● **DIRECTIONS**: Repeat the data word for word. Do not include the pictures.

Named object pointing entries
• • •

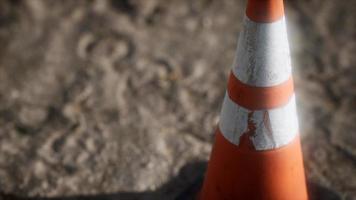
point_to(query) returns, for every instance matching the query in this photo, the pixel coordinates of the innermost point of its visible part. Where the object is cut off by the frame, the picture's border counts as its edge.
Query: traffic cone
(257, 152)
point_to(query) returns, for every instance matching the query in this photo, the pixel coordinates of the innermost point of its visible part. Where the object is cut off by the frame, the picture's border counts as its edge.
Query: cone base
(237, 172)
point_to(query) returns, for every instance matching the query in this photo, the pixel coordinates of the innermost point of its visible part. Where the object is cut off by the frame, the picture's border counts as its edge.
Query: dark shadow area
(318, 192)
(184, 186)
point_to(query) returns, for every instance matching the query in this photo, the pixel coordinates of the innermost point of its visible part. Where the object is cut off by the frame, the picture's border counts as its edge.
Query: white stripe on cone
(263, 57)
(274, 127)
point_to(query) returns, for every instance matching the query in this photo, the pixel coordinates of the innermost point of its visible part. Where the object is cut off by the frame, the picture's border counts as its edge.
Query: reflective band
(257, 98)
(263, 57)
(267, 129)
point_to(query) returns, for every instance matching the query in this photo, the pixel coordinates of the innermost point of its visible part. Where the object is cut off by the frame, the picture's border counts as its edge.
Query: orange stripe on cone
(265, 10)
(257, 152)
(240, 172)
(256, 98)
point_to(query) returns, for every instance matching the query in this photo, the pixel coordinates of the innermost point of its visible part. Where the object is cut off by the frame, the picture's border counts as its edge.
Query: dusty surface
(119, 99)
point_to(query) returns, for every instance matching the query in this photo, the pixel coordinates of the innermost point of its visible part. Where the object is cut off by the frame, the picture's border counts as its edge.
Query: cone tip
(265, 10)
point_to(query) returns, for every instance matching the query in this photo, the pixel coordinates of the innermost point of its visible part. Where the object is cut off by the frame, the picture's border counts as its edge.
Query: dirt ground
(119, 99)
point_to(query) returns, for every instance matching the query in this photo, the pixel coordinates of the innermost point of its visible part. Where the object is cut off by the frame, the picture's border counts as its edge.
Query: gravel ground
(119, 99)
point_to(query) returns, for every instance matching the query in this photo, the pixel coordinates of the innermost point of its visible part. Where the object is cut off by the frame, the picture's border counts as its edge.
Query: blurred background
(119, 99)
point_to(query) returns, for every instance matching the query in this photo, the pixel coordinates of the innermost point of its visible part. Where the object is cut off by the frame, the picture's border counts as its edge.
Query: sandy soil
(119, 99)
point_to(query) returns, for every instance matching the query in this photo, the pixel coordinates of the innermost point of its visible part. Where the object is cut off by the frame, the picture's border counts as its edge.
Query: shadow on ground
(184, 186)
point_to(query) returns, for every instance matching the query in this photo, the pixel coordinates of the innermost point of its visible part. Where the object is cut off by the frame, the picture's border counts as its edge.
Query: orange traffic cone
(257, 154)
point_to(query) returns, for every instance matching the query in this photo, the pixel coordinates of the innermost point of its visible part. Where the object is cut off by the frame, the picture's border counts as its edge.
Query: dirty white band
(262, 60)
(274, 128)
(263, 57)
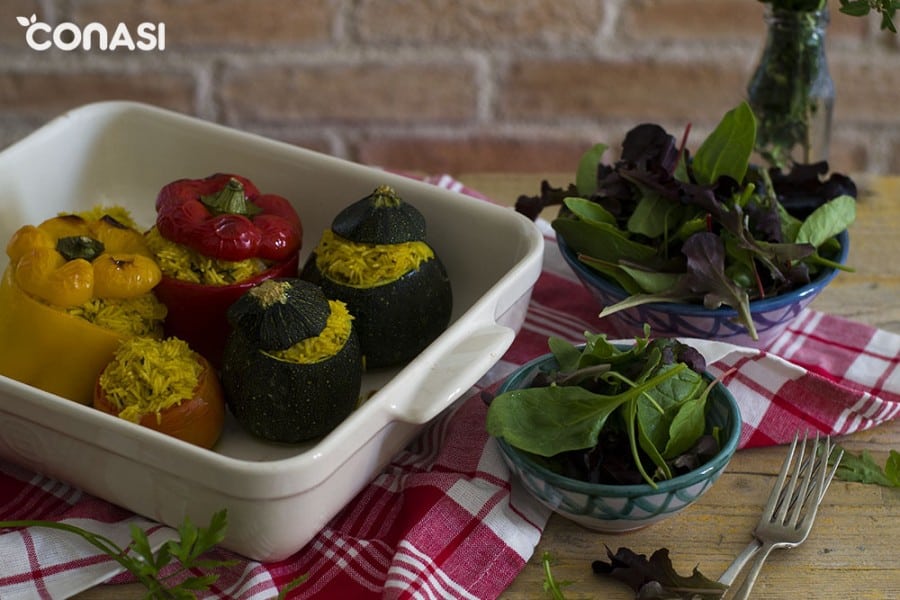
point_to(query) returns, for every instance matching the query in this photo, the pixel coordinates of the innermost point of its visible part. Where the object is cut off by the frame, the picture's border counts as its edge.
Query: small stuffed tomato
(165, 386)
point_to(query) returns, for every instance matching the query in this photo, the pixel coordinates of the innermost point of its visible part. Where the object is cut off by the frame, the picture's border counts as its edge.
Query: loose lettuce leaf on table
(656, 578)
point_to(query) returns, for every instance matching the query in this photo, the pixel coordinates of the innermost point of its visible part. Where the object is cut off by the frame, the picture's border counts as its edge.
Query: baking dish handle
(454, 372)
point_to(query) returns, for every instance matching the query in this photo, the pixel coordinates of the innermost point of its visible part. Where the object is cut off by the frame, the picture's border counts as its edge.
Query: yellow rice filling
(182, 263)
(368, 265)
(142, 315)
(326, 344)
(148, 376)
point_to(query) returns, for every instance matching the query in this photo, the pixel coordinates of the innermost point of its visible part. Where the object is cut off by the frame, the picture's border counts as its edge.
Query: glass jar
(791, 91)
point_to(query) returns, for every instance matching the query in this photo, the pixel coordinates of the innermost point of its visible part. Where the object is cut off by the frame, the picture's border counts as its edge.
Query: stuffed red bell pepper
(215, 238)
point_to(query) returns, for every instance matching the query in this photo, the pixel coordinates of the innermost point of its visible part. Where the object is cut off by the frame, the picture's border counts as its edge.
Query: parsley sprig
(147, 566)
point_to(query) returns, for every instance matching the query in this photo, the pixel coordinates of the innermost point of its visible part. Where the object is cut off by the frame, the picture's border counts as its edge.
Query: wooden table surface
(852, 550)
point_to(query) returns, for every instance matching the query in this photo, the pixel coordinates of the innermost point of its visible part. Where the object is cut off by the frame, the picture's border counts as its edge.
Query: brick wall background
(446, 85)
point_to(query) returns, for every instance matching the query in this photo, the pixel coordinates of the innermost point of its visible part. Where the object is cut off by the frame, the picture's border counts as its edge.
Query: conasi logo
(69, 36)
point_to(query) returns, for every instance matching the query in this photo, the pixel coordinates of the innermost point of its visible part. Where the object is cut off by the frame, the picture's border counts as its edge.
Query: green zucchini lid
(382, 217)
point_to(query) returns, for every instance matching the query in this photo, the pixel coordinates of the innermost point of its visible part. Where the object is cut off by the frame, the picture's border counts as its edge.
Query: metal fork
(790, 511)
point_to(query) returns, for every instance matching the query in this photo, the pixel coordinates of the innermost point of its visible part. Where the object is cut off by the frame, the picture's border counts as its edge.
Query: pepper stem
(231, 199)
(79, 246)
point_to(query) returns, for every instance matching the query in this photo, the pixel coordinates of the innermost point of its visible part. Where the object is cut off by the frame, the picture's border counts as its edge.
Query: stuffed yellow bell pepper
(75, 287)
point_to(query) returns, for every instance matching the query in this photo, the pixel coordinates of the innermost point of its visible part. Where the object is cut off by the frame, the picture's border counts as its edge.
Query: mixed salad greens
(710, 228)
(609, 414)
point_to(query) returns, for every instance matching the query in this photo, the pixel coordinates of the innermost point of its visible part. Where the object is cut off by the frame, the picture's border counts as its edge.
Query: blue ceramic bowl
(618, 508)
(771, 316)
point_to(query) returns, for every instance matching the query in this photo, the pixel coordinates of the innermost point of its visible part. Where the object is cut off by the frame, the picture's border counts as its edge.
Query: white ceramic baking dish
(278, 497)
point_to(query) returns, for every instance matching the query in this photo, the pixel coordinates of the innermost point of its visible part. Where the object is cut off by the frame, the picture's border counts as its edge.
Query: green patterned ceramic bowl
(618, 508)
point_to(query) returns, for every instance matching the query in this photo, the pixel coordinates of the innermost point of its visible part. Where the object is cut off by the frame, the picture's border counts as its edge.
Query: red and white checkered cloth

• • •

● **WORKED SOLUTION**:
point_to(query) returns, for every instance matching the query in this photo, the pixel coordinates of the innermost point of its visible part. Where the object is cut off by the frame, the picture's border counts as its edge.
Query: traffic cone
(257, 152)
point_to(query) returns, for every instance matching the query in this photo, the pixel coordinates of the innermost point of its visible part. Where the object is cut off by the frame, the picture's border counts as its edge.
Query: cone base
(237, 172)
point_to(query) returns, for every instance matching the query in this photo, the pixel coordinates of the innermost point of its visible part. Where the object is cut off by the frame, the picture's border counts as its edge.
Query: dark shadow area
(318, 192)
(184, 186)
point_to(query) returns, for every instance matching the query in this photo, the pixel coordinates of the innermost point of its visible part. Where the object is cut off by the frame, the picture's border counts as its edge.
Query: white stripe on cone
(263, 57)
(274, 127)
point_to(query) returns, for every instance matching the query in this photo, the pixel coordinates of the innermost point of its visible part. Where the object is cut off by the frame, the picture's border counts as its edge.
Query: reflective band
(257, 98)
(263, 57)
(267, 129)
point_to(query) returns, for every instance matching the query in this photo, the pixel coordinates of the innermost point of its visible part. Where the object is cut off by the frame, the picture's border counts as its edge.
Query: orange stripe on cone
(265, 10)
(257, 152)
(240, 172)
(256, 98)
point_to(query) returns, for every instance matching the query in this photo, the pixel coordinates of the innermost point of its visible part. Where the object is cut off by the frame, the picture's border counts as its edge.
Query: dusty surface
(119, 99)
point_to(query) returns, for every instance matching the query in this photo, the pixel coordinates of the innermost point of its visible part. Where the object is cut off by the frame, the picture's border counts as its edge.
Query: cone tip
(265, 10)
point_to(query) returns, for every instance matching the query in this photo, the pixel coordinates of the innermost point of its visible part. Where the object is cut off by the frame, the picture's border counts as its edge.
Query: dirt ground
(119, 99)
point_to(query) returns, for every instance matching the query in this photo, the pixel coordinates of the innermost point of its visible part. Where the object is cut off by the frame, the picture's border counts as its edge.
Query: gravel ground
(119, 99)
point_to(query) returns, for every instance matching the query in this photo, the pixel coordinates of the innermost point of its visible part. Where the object is cut off by the frame, the picture's border counts as its edge.
Query: blurred background
(119, 99)
point_to(query) returns, for every instance matching the query in this photo, the pixel coordinates of the innermost point of its visible part. Where the object is cut off by the frame, the picture's border counts as its edge.
Query: sandy soil
(119, 99)
point_to(query) returns, for every instance matching the query in this photo, the pixel coordinates of the innermost point of its visible part. Where the object is cut off by the frame, the picture's border counts as its edge.
Query: shadow on ground
(184, 186)
point_to(query) returns, for every instance matching the query in this photo, the pixel coordinates of the innermost point of its visible part. Where the object is cut off by the frame, the picture's border counts as its edge.
Query: orange traffic cone
(257, 154)
point_to(query) returns, for every instance matching the query in this photo, the pixel coordinates of the innermost point of its visible part. Where the object is cut off by the frame, the picture's border counts as its edge.
Query: dirty white band
(262, 60)
(274, 128)
(263, 57)
point_to(query) returns, for every instance matching the query in this photo, the pixel coordinates of the innermost point of its visible part. Where the object is cut off by the frame, the picture's border counts as its edge.
Query: small stuffed tomato
(165, 386)
point_to(query) returns, for every instance matching the query in this photo, the pixel coordinates of the innermost point of its visible part. Where the object is cut off by the frame, the picture's border counts as its edge.
Query: loose lettuce leaf on table
(656, 578)
point_to(query) returns, for every instance matching the query in this photo, the pixel coordinates of the innermost point of its visible part. Where the object is cut off by the frame, the picture's border counts as its edge.
Query: baking dish handle
(454, 372)
point_to(query) returns, for every instance matching the query in this photo, the pixel coordinates of the innermost point of its visible part. Where the object is cut off by the frame, the picture's border counts as its edge.
Query: yellow rice filling
(182, 263)
(368, 265)
(142, 315)
(326, 344)
(148, 376)
point_to(query) returns, for every instance matching the query in this photo, the pixel coordinates of the innermost point of its visible part. Where the object is cut off by the frame, the picture's border counts as its edge.
Query: glass jar
(791, 91)
point_to(query) returns, for every instance matching the query in this photo, the pixel coordinates of the innermost point of its visible part. Where the object is cut off by the frame, the picture's border counts as its edge.
Query: stuffed red bell pepper
(215, 238)
point_to(query) returns, for every instance matching the query in this photo, the pixel coordinates of the innermost point of its visible part. Where the object is cut off by the frame, the picture's border counts as its edge.
Query: parsley sprig
(147, 566)
point_to(query) returns, for every instance matching the query in this photo, the pixel coordinates of the innermost point of its visible part. Where the object is cut off by the frame, the picture's border counts as its edge.
Query: wooden table surface
(852, 550)
point_to(query) returns, for every instance matching the query in this photo, the pixel coordinates of the innermost point of its visible part. Where the object is cut off by the frame, the picture's border counts as its edge.
Query: brick wall background
(446, 85)
point_to(query) returns, for every instance matching the query in this photo, the pixel coordinates of the innermost point of its visible part. Where the object is cut off by the frame, the picture's border counts as its edge.
Query: conasi logo
(69, 36)
point_to(query) returns, for every instance matching the query in this photo, the pixel coordinates of the innermost point of its visible part. Where the object is cut off by the frame, the picture's border counts as its edge.
Query: green zucchini lid
(382, 217)
point_to(query) returns, for every instance matching the query in this photo, the pixel coordinates of the innermost point of its visible part. Where the object is cut off by the frame, the picture's border counts as its edge.
Query: metal fork
(790, 511)
point_to(query) returns, for every instance matching the query in this photo, the pixel coordinates of the innermost point of its visible part. Where the object is cut off by the frame, the picture's border counts as its edge.
Query: pepper stem
(231, 199)
(79, 246)
point_to(query) returns, for every instance matching the query in this photo, the pixel coordinates of the innermost point of its visible part. Where the object is cut off by the frame, the picture's border counts as its edge.
Query: stuffed yellow bell pepper
(75, 287)
point_to(query) returns, for every instance matching the query in this photo, the pixel coordinates of the innermost point of its visible part. Where the object is cut off by the frame, the picture's border counts as its edge.
Query: mixed salad greens
(710, 228)
(609, 414)
point_to(query) returns, for every instance matching the query in this photo, the pixel coordinates of the innermost point of its visible part. Where the object is cut off by the frame, the picture's border counts as its edge.
Query: blue ceramic bowl
(618, 508)
(771, 316)
point_to(query) returns, for every instance matching the query in this photo, the pixel coordinates of the innermost point of its visible part. Where the object is cut off by the frame, the picture's border counts as its edge.
Query: white ceramic baking dish
(278, 497)
point_to(query) returns, for every instance matching the query in this photo, the pixel coordinates of the innermost point of its visible part. Where the object is cut off by the frame, the picture's border counts as its edge.
Query: green patterned ceramic bowl
(618, 508)
point_to(query) returns, for every instance matching the query in this photo, the pixel coordinates of the innermost point of its visible part. Where the object is cut off by the frame, the picture's border counts as its edge.
Query: red and white checkered cloth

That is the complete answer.